====== EXERCISE MATERIAL ======

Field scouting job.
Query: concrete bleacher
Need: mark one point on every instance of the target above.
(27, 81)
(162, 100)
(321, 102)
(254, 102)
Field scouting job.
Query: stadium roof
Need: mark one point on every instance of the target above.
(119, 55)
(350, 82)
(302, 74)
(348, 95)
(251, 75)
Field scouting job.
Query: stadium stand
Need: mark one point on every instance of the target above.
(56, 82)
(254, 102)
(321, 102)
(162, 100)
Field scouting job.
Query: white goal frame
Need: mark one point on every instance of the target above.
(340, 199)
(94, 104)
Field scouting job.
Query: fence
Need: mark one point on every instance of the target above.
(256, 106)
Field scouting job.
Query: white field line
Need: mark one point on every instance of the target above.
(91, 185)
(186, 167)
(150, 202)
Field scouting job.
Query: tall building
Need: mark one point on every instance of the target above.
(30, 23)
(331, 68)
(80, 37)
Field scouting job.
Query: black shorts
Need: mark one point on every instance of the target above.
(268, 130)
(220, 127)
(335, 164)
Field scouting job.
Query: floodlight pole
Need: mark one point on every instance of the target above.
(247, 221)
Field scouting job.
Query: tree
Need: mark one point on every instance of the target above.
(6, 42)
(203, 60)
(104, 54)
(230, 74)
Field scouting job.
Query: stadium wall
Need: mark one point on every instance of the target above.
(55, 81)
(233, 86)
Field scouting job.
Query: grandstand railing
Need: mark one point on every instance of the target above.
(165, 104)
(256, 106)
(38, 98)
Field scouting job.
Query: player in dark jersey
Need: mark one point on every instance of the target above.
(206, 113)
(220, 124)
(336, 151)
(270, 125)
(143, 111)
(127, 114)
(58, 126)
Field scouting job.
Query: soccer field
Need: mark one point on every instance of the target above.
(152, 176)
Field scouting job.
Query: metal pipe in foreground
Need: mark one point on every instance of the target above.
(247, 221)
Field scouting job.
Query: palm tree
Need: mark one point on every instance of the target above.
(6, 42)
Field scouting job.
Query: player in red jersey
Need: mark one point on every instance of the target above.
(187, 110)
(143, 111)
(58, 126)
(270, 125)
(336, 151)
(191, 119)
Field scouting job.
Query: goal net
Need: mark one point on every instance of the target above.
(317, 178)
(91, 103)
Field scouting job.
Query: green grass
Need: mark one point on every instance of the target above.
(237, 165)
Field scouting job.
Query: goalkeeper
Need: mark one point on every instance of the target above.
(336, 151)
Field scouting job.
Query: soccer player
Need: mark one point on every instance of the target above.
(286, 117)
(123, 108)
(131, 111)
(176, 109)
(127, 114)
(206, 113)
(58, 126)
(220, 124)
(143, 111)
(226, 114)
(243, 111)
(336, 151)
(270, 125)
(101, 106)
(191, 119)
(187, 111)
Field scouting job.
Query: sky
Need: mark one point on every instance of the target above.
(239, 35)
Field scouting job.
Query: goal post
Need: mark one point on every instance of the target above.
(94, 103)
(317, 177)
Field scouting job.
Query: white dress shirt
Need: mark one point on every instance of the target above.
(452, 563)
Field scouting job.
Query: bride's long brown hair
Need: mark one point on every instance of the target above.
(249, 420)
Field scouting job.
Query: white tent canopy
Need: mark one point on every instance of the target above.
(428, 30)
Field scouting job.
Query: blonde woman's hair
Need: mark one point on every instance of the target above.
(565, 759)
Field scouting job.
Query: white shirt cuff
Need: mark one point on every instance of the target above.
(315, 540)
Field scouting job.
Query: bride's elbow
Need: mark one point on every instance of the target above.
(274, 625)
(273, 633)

======
====== EXERCISE MATERIAL ======

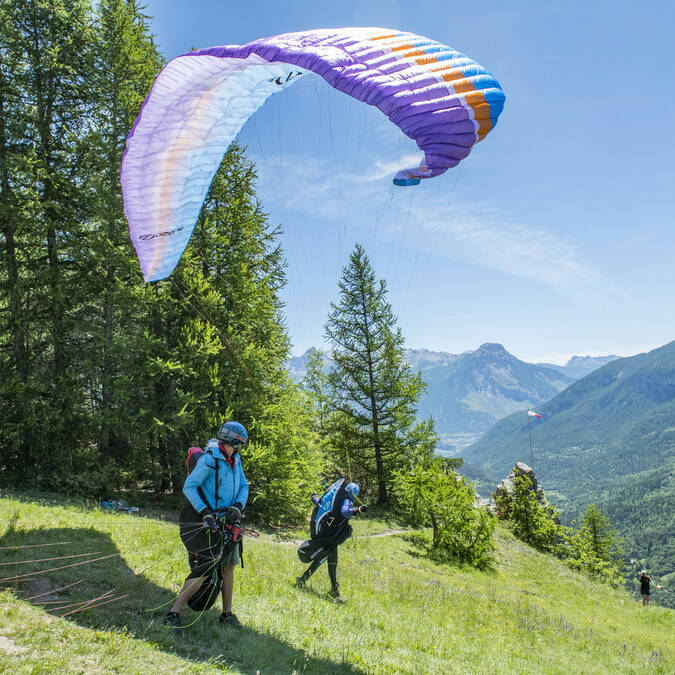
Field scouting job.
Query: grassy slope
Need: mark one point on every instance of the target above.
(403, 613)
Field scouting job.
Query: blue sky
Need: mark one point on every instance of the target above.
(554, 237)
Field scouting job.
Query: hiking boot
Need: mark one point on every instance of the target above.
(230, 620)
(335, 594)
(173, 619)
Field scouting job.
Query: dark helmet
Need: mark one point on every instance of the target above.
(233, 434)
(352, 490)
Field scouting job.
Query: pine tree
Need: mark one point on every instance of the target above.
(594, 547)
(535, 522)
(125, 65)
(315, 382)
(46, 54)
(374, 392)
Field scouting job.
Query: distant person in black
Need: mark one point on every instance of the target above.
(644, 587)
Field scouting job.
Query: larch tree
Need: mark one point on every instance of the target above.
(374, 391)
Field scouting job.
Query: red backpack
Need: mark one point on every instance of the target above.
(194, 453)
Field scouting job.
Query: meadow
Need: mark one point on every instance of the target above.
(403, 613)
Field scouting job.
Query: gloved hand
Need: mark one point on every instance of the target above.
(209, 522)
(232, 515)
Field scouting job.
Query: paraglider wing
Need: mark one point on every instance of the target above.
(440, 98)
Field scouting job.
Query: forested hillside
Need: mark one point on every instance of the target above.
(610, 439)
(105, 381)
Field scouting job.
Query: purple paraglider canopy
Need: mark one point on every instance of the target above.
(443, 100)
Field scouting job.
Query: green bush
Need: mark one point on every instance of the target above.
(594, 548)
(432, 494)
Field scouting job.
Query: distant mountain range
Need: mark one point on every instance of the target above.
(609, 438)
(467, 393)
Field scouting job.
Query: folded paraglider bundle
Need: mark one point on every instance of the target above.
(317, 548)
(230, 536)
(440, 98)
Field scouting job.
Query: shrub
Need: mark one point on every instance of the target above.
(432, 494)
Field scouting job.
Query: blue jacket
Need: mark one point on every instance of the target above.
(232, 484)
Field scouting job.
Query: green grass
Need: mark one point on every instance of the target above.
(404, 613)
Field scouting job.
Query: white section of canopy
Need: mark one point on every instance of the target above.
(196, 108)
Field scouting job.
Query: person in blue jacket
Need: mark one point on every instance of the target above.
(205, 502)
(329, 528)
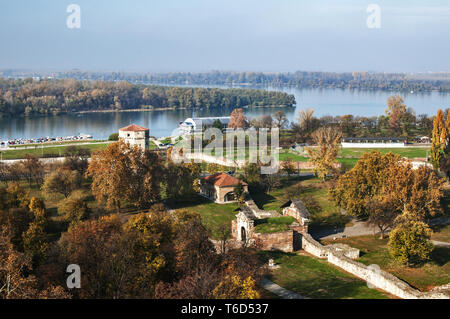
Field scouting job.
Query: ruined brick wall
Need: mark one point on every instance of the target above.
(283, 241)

======

- _WORK TASK_
Examine the entries and say how many of their lines hold the word "bride". No other words should accompany the number.

- _SOLUTION TO THE EXERCISE_
2